### DANE WEJŚCIOWE ###

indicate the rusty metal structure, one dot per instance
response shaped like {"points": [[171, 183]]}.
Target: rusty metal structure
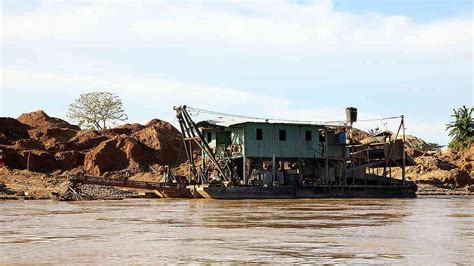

###
### DANE WEJŚCIOWE ###

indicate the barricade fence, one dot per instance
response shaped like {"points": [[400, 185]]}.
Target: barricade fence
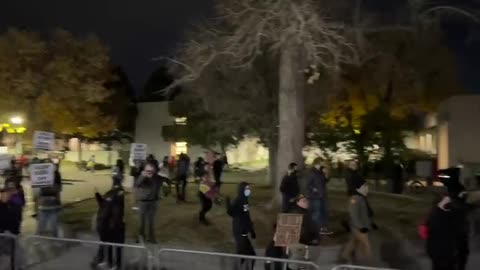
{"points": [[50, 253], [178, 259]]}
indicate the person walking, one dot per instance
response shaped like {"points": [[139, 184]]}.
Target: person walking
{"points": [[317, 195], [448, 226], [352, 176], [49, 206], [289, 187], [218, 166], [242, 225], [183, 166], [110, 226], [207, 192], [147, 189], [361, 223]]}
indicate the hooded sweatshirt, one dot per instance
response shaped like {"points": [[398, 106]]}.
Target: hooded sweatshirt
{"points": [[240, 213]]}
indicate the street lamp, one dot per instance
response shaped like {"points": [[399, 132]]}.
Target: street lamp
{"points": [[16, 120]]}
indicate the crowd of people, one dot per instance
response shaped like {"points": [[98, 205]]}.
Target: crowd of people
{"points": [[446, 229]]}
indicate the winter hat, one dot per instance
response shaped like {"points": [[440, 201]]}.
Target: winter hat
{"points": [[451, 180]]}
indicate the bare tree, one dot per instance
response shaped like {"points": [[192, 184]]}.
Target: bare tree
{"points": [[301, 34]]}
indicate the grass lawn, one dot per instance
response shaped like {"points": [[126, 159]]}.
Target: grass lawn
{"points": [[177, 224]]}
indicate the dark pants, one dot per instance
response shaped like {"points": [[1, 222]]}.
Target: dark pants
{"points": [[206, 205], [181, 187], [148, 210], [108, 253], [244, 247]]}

###

• WYKONAJ ZADANIE
Zamień „metal” na „steel” w wierszach danych, zaczynając od wiersza z „indicate the rusty” i kończąc na wierszu z „Target: rusty metal structure”. Resztę pozostaw bez zmian i podaj wyłącznie te wiersze.

• WYNIK ĆWICZENIA
indicate the rusty steel structure, one dot per instance
response shaped like {"points": [[171, 183]]}.
Target: rusty steel structure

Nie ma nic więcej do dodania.